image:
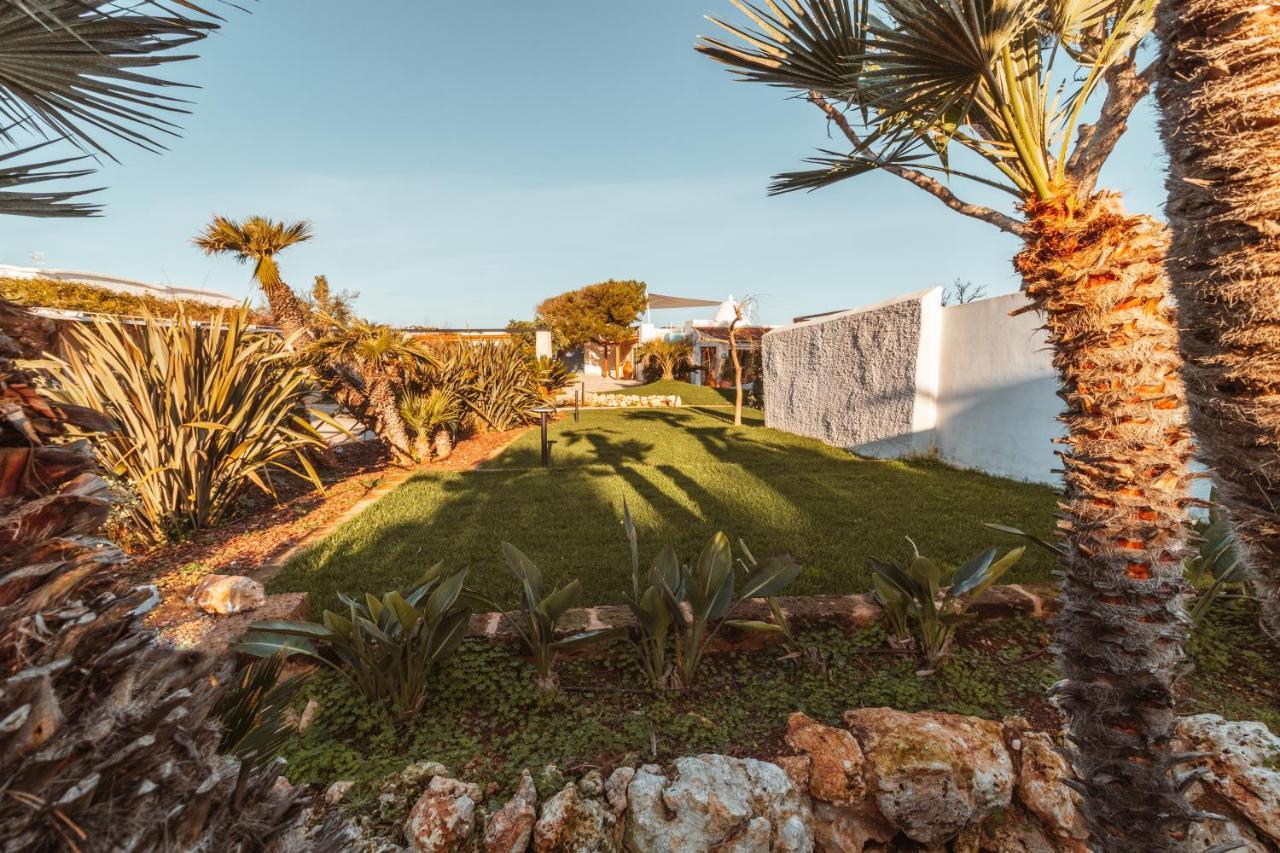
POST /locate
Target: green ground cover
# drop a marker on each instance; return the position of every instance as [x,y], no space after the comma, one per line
[685,474]
[690,395]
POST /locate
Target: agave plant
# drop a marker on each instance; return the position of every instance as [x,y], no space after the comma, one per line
[106,739]
[539,616]
[707,588]
[204,414]
[434,416]
[914,600]
[388,647]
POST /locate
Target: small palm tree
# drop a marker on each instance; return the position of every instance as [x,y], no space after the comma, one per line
[435,416]
[667,355]
[920,87]
[257,241]
[1216,86]
[383,359]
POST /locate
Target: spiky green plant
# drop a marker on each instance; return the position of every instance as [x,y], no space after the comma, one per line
[204,413]
[434,415]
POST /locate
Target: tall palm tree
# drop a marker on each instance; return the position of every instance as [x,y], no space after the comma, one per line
[1002,85]
[71,71]
[383,359]
[257,241]
[1219,89]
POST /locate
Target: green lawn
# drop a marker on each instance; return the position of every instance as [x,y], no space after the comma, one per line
[685,473]
[690,395]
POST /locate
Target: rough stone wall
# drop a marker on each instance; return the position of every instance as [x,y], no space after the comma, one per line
[849,379]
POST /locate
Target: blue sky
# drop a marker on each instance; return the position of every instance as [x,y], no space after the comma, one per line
[461,162]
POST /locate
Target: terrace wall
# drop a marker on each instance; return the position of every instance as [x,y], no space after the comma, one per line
[969,383]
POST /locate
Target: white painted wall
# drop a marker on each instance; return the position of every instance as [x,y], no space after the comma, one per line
[997,392]
[968,382]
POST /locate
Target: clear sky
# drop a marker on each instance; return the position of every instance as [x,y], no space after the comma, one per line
[461,162]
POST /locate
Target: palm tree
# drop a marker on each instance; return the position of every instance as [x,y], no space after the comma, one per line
[71,72]
[667,355]
[383,359]
[1004,85]
[435,416]
[257,241]
[1217,87]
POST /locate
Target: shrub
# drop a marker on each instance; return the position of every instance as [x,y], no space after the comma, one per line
[658,600]
[539,616]
[915,605]
[387,647]
[204,414]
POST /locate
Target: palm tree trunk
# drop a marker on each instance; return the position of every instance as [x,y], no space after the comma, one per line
[1097,276]
[1220,95]
[391,425]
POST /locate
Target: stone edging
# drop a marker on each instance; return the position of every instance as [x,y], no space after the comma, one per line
[851,612]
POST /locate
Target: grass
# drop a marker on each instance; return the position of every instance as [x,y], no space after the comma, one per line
[685,473]
[690,395]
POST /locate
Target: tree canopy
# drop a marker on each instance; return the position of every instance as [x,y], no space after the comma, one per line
[600,313]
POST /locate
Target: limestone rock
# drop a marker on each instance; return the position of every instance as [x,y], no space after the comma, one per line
[933,774]
[1243,767]
[717,802]
[225,594]
[1041,790]
[574,824]
[443,816]
[836,762]
[512,825]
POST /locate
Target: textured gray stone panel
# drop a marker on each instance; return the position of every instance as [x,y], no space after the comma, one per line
[848,379]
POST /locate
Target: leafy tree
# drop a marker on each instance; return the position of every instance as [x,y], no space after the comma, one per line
[1219,89]
[602,314]
[906,82]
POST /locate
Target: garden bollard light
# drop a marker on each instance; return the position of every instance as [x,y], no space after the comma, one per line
[547,447]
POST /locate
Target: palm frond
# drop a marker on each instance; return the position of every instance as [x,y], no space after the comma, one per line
[798,44]
[41,203]
[73,68]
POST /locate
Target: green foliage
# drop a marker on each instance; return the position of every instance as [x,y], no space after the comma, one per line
[668,356]
[539,616]
[659,598]
[552,374]
[74,296]
[254,711]
[387,647]
[1216,564]
[496,383]
[602,313]
[204,413]
[915,603]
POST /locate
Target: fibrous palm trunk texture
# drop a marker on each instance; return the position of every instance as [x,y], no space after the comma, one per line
[1219,91]
[1098,278]
[105,739]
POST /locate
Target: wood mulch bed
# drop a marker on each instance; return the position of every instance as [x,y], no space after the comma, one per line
[269,529]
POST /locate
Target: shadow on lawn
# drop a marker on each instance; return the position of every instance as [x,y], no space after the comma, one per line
[832,511]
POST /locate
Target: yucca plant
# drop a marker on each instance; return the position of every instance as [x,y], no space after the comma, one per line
[709,591]
[539,616]
[388,647]
[435,418]
[204,414]
[667,355]
[914,600]
[497,384]
[999,92]
[108,739]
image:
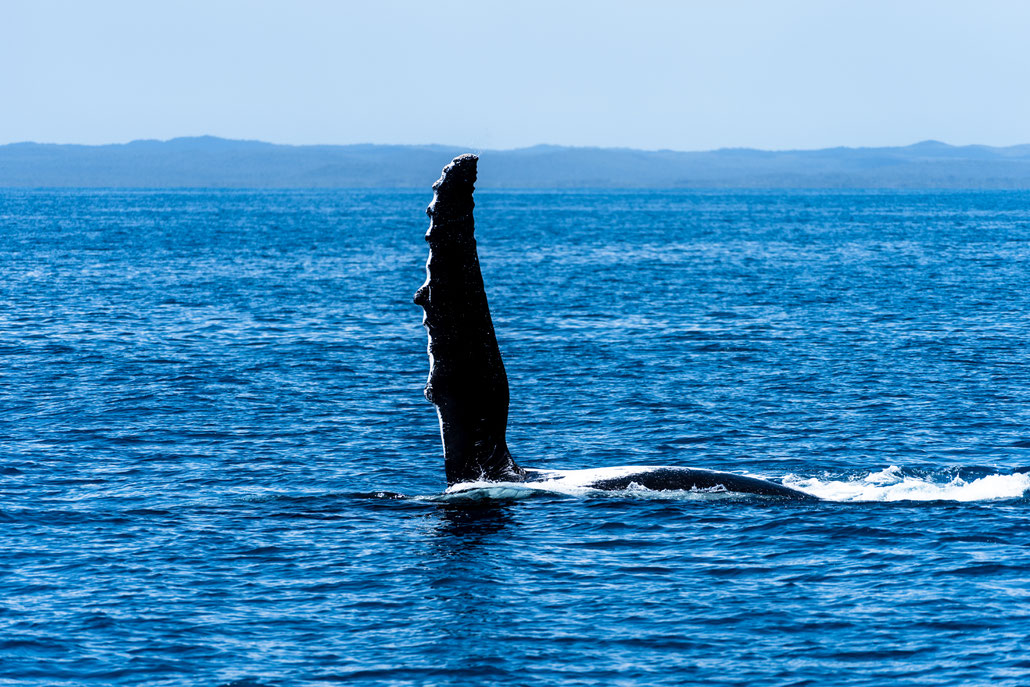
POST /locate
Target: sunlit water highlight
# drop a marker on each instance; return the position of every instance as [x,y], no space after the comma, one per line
[217,467]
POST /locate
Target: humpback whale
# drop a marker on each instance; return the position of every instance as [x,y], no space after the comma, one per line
[468,383]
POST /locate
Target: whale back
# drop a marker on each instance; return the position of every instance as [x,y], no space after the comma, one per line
[467,382]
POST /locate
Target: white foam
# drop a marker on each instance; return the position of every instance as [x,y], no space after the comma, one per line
[890,485]
[577,483]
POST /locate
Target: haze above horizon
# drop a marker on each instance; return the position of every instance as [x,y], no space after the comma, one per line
[657,75]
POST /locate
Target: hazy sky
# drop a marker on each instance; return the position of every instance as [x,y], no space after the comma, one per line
[682,75]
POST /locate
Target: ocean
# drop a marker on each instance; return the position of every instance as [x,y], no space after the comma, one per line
[217,468]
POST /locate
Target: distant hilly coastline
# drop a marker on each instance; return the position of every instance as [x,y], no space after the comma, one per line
[210,162]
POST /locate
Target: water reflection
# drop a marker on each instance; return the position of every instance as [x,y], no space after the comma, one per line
[468,587]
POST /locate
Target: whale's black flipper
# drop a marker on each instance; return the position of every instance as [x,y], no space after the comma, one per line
[467,382]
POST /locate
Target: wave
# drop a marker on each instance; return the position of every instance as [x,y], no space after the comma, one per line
[895,483]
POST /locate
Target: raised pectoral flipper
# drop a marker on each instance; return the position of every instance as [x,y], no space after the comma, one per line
[467,382]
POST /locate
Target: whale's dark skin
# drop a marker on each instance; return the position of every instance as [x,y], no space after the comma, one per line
[468,383]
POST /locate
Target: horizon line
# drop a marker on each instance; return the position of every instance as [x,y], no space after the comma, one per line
[209,137]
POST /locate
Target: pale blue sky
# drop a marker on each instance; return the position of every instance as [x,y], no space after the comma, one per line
[681,75]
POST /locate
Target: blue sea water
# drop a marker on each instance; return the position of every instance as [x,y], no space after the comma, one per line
[216,467]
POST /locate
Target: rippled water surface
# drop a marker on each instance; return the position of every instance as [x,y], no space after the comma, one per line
[216,466]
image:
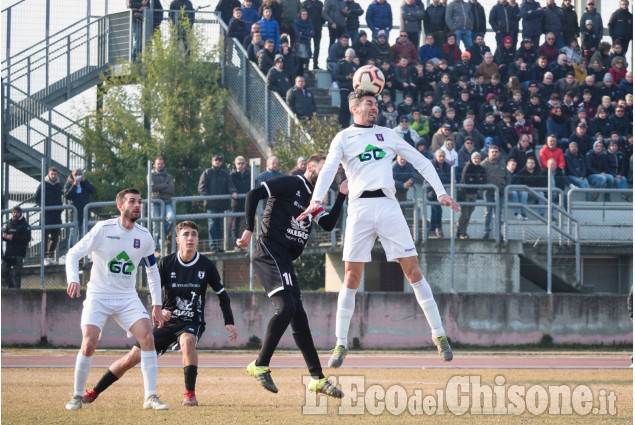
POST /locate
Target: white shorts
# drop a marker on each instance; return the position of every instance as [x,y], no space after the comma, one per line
[371,217]
[125,312]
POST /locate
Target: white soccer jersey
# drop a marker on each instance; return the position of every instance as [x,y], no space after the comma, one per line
[367,154]
[116,253]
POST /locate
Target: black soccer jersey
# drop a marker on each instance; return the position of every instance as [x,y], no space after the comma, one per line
[184,286]
[289,196]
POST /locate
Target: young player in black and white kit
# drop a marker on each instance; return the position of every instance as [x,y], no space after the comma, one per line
[282,239]
[366,151]
[117,246]
[185,276]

- - - -

- Task description
Pull out every line of the material above that contains the word "blue", and copy each one. Case counts.

- Finished answer
Target: blue sky
Target: pale blue sky
Target: blue sea water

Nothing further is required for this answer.